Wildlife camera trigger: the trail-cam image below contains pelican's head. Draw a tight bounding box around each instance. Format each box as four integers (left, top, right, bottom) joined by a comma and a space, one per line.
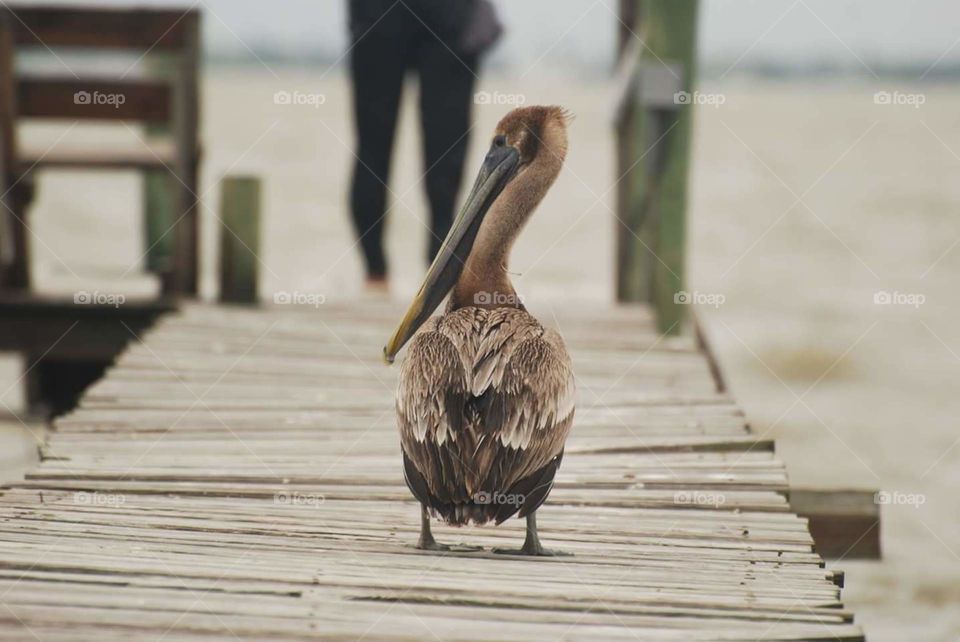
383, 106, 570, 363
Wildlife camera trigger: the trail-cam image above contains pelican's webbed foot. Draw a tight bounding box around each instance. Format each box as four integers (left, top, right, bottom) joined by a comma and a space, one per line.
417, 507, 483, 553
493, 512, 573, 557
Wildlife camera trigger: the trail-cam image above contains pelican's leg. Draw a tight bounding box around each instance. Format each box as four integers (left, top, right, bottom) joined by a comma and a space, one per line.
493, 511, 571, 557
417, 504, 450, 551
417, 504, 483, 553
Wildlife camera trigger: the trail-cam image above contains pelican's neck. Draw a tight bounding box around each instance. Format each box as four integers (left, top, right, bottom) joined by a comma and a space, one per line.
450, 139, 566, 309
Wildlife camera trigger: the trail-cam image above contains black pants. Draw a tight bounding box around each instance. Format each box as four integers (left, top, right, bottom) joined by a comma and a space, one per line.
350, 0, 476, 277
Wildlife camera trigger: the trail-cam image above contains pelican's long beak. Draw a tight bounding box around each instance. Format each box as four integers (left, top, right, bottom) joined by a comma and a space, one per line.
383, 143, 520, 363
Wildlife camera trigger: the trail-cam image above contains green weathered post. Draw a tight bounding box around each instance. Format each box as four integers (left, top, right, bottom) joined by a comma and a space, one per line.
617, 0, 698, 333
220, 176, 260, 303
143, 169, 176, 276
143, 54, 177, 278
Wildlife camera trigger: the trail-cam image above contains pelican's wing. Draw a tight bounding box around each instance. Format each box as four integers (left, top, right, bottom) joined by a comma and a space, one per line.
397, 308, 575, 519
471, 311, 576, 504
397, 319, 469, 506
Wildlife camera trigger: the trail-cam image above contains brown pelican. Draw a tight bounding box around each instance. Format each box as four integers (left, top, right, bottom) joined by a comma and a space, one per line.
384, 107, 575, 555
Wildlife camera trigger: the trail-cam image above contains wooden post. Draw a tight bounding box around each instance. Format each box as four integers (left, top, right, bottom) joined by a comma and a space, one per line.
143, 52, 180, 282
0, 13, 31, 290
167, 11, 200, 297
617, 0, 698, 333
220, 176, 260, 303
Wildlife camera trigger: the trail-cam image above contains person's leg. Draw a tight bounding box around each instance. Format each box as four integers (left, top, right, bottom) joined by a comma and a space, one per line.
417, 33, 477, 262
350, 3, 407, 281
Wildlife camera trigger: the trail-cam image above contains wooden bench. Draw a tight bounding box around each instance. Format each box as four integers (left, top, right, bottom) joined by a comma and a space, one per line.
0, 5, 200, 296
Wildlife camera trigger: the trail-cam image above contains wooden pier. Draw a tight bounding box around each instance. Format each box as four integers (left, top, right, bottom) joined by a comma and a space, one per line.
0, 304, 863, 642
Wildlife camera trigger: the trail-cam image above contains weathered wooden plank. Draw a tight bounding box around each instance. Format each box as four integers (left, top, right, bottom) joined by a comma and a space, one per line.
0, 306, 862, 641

### The exercise
Output the lines from the one containing "contains wooden post." to the end of the rows as a JSON list of strings, one string per line, leaving out blank lines. Include that first line and the final line.

### Result for this exercise
[
  "Wildlife camera trigger: the trail-cam image above contains wooden post. Draw a tight bounding box around each instance. Format each box as four integers (left, top, right, bottom) joined by a comma and a space, one per line.",
  "143, 52, 180, 282",
  "0, 13, 31, 290",
  "167, 11, 200, 297",
  "617, 0, 698, 333",
  "220, 176, 260, 303",
  "Wildlife camera trigger: the trail-cam image above contains person's leg. Draw a tight bounding box around each instance. Format each box as four integers (left, top, right, bottom) joined by a comma and a space, one per line.",
  "417, 33, 477, 262",
  "350, 3, 407, 281",
  "Wildlife camera trigger: the trail-cam image above contains wooden bench. Draw a tight bounding box around each instance. Format each box as four integers (left, top, right, bottom) joined by a comma and a space, one per line.",
  "0, 5, 200, 296",
  "Wildlife camera trigger: the trail-cam image above contains wooden pier. Draw a tight bounding box around each instance. Format each box as four integers (left, top, right, bottom) joined by a comma and a space, one per line.",
  "0, 304, 863, 642",
  "Wildlife camera trigger: the trail-cam image above contains weathered wooden plank. Draw a tight bounding box around each instance. Format each box as four integers (left, top, right, bottom) joined by a comma and a space, one per line.",
  "0, 306, 862, 641"
]